Dataset excerpts →

——————

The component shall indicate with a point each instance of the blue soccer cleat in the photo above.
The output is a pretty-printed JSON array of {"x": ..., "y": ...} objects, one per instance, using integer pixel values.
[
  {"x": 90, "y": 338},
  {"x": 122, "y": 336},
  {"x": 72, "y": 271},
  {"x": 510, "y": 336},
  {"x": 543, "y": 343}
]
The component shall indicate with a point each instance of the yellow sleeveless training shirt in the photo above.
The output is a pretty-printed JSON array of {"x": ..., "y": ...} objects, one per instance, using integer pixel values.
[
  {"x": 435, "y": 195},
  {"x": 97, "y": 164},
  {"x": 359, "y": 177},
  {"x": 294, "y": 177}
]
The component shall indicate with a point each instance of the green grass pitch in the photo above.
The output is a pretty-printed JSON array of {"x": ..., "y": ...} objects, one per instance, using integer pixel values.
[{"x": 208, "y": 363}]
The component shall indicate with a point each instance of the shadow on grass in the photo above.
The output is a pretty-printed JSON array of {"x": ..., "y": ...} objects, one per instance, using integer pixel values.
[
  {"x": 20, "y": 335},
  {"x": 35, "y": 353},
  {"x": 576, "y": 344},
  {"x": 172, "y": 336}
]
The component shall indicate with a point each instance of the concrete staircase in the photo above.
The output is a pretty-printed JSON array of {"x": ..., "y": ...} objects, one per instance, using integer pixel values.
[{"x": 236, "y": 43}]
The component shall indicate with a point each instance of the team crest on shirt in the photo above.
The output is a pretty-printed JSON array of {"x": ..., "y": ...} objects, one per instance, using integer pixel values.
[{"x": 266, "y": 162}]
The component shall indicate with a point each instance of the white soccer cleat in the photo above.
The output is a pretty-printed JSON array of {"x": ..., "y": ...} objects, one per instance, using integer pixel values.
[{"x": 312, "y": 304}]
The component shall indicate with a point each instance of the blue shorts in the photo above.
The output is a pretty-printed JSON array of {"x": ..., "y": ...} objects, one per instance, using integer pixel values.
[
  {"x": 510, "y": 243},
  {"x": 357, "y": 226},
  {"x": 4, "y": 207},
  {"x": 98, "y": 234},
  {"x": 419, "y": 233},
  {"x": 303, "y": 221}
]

——————

Directive → Put every line of the material above into a numbered list, and leave out any blank lines.

Answer below →
1. The component shall indicate with a point each instance of the blue soccer cleat in the photo above.
2. The output is a pretty-printed JSON array of {"x": ..., "y": ...} objects, one per instance, using integer pixel values.
3. [
4.   {"x": 90, "y": 338},
5.   {"x": 122, "y": 336},
6.   {"x": 72, "y": 271},
7.   {"x": 510, "y": 336},
8.   {"x": 543, "y": 343}
9. ]
10. The component shall indicate with a point each instance of the yellow sleeveless training shirt in the photo above.
11. The output is a pretty-printed JSON array of {"x": ..., "y": ...} objects, one per instance, using integer pixel values.
12. [
13.   {"x": 435, "y": 195},
14.   {"x": 97, "y": 164},
15.   {"x": 359, "y": 177},
16.   {"x": 294, "y": 177}
17. ]
18. The component shall indicate with a point each instance of the green grass pitch in the photo above.
19. The output is a pretty-printed JSON array of {"x": ..., "y": ...} objects, one per instance, using integer pixel values.
20. [{"x": 208, "y": 363}]
21. The component shall indicate with a point each instance of the shadow on grass in the photo above.
22. The output is a pretty-printed JSON array of {"x": ..., "y": ...} objects, one per instance, using integer pixel values.
23. [
24.   {"x": 20, "y": 335},
25.   {"x": 35, "y": 353},
26.   {"x": 576, "y": 344},
27.   {"x": 172, "y": 336}
28. ]
29. The component shall indicate with a point each instance of the concrete staircase in the photo above.
30. The output is a pretty-printed JSON array of {"x": ..., "y": ...} objects, one per instance, using integer pixel values.
31. [{"x": 236, "y": 43}]
32. The component shall indicate with a point each instance of the team crest on shirt in the photo above.
33. The output is a pretty-printed JSON array of {"x": ..., "y": ...} objects, one per instance, using integer pixel values.
34. [{"x": 266, "y": 162}]
35. The component shall indicate with a point each instance of the white soccer cleat in the photo above.
36. The output is a pretty-printed JSON array of {"x": ..., "y": ...} objects, one per instance, using integer pixel values.
37. [{"x": 312, "y": 304}]
38. The component shall indicate with a point each instance of the blue shorts in the photo above.
39. The output is a pretty-printed JSON array of {"x": ..., "y": ...} objects, one per instance, using integer pixel values.
40. [
41.   {"x": 510, "y": 243},
42.   {"x": 357, "y": 226},
43.   {"x": 4, "y": 207},
44.   {"x": 98, "y": 234},
45.   {"x": 419, "y": 233},
46.   {"x": 303, "y": 221}
47. ]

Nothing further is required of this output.